→ **TASK DESCRIPTION**:
Transcribe every record beneath, precisely as written.

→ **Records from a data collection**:

########

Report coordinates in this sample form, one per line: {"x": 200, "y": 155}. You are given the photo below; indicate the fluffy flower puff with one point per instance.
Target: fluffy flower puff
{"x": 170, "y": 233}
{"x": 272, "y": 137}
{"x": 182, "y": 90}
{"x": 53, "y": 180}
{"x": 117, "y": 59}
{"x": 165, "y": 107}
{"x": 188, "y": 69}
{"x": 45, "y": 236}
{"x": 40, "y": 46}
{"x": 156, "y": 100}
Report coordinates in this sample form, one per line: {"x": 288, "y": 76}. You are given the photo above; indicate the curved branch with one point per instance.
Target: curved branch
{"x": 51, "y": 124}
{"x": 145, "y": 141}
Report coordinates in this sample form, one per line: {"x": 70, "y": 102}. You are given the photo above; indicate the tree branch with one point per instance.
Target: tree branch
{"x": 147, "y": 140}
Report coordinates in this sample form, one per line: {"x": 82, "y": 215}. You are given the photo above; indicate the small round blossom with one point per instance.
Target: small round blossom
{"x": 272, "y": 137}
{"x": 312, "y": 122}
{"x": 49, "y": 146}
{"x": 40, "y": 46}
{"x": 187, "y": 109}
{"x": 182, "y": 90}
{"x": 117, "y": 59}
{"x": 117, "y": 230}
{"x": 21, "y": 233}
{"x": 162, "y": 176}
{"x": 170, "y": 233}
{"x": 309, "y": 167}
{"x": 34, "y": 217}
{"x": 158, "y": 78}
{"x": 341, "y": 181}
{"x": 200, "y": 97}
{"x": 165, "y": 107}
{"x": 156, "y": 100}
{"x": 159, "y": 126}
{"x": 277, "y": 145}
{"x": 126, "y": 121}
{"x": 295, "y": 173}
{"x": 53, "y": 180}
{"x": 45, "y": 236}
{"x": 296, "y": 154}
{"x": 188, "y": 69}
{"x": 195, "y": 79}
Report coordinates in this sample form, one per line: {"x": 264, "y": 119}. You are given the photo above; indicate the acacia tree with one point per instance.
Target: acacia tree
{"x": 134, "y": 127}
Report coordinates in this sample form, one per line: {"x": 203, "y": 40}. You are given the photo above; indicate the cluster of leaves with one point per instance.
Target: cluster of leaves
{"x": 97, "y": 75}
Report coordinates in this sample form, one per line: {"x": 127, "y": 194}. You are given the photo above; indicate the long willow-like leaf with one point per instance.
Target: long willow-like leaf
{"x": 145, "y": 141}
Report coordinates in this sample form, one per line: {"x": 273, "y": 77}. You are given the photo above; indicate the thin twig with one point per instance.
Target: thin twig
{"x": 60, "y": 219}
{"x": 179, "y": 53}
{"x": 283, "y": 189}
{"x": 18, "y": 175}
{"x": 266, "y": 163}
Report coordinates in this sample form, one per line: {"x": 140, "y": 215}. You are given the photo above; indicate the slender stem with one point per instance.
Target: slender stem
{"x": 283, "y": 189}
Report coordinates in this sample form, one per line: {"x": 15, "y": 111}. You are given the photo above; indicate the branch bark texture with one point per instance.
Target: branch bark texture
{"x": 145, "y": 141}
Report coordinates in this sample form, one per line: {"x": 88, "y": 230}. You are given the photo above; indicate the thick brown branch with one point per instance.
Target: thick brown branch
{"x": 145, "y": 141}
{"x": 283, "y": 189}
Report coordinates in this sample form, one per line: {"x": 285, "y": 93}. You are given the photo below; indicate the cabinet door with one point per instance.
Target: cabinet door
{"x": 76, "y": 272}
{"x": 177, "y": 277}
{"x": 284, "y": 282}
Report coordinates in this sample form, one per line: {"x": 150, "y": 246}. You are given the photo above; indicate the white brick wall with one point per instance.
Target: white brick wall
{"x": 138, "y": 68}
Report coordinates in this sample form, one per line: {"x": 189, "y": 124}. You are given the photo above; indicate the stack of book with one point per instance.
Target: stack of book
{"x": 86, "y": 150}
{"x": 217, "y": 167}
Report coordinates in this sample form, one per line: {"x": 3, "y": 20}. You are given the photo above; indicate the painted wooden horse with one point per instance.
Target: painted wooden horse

########

→ **COMPLETED EXERCISE**:
Report coordinates in this sample form, one per line: {"x": 200, "y": 155}. You are given the photo below; indicate the fluffy flower puff with one point per instance.
Target: fluffy flower puff
{"x": 170, "y": 233}
{"x": 272, "y": 137}
{"x": 182, "y": 90}
{"x": 53, "y": 180}
{"x": 117, "y": 59}
{"x": 165, "y": 107}
{"x": 188, "y": 69}
{"x": 45, "y": 236}
{"x": 40, "y": 46}
{"x": 156, "y": 100}
Report coordinates in this sample form, one per line: {"x": 288, "y": 76}. You are given the photo above; indicate the curved branch with one point per instance.
Target: curved branch
{"x": 51, "y": 124}
{"x": 145, "y": 141}
Report coordinates in this sample form, one per line: {"x": 70, "y": 102}. You are given the photo above; indicate the tree branch with one point per instance.
Target: tree branch
{"x": 147, "y": 140}
Report coordinates in this sample form, one per line: {"x": 82, "y": 215}. You are given the photo above; indicate the small round blossom with one point per instance.
Target: small round blossom
{"x": 272, "y": 137}
{"x": 312, "y": 122}
{"x": 49, "y": 146}
{"x": 40, "y": 46}
{"x": 187, "y": 109}
{"x": 182, "y": 90}
{"x": 117, "y": 59}
{"x": 117, "y": 230}
{"x": 21, "y": 233}
{"x": 162, "y": 176}
{"x": 170, "y": 233}
{"x": 309, "y": 167}
{"x": 34, "y": 217}
{"x": 158, "y": 78}
{"x": 341, "y": 181}
{"x": 200, "y": 97}
{"x": 165, "y": 107}
{"x": 156, "y": 100}
{"x": 159, "y": 126}
{"x": 277, "y": 145}
{"x": 126, "y": 121}
{"x": 295, "y": 173}
{"x": 53, "y": 180}
{"x": 45, "y": 236}
{"x": 296, "y": 154}
{"x": 188, "y": 69}
{"x": 195, "y": 79}
Report coordinates in this sample form, one per line: {"x": 264, "y": 119}. You are given the photo above; indicate the acacia tree with one point per instance.
Target: acacia tree
{"x": 134, "y": 127}
Report coordinates in this sample form, one per line: {"x": 203, "y": 40}. You are given the photo above; indicate the cluster of leaves with one point per instance.
Target: cluster of leaves
{"x": 97, "y": 75}
Report coordinates in this sample form, one per line: {"x": 127, "y": 194}. You are given the photo above; indicate the long willow-like leaf with one point per instance.
Target: long willow-like leaf
{"x": 145, "y": 141}
Report coordinates in this sample form, one per line: {"x": 273, "y": 77}. You are given the photo above; indicate the thin twig with one point per instance.
Target: thin twig
{"x": 60, "y": 219}
{"x": 179, "y": 53}
{"x": 283, "y": 189}
{"x": 18, "y": 175}
{"x": 266, "y": 163}
Report coordinates in this sample form, one per line: {"x": 140, "y": 215}. You are given the photo above; indicate the slender stem with one point per instance.
Target: slender stem
{"x": 283, "y": 189}
Report coordinates in this sample form, one per line: {"x": 15, "y": 111}. You are given the photo above; indicate the branch bark texture with one point per instance.
Target: branch bark texture
{"x": 145, "y": 141}
Report coordinates in this sample form, one per line: {"x": 88, "y": 230}. You are given the photo above; indicate the thick brown branch with one point per instance.
Target: thick brown branch
{"x": 145, "y": 141}
{"x": 283, "y": 189}
Report coordinates in this sample form, one per line: {"x": 285, "y": 93}. You are given the photo below; indicate the cabinet door with one point per instance.
Target: cabinet door
{"x": 76, "y": 272}
{"x": 177, "y": 277}
{"x": 284, "y": 282}
Report coordinates in this sample form, one per line: {"x": 150, "y": 246}. You are given the photo above; indicate the white brick wall with one point per instance.
Target: white brick wall
{"x": 138, "y": 68}
Report coordinates in this sample form, one per line: {"x": 189, "y": 124}. You are given the photo above; indicate the stack of book with one point per instance.
Target: stack of book
{"x": 86, "y": 150}
{"x": 217, "y": 167}
Report coordinates in this sample form, one per line: {"x": 3, "y": 20}. You are given the photo above; indicate the painted wooden horse with one point per instance.
Target: painted wooden horse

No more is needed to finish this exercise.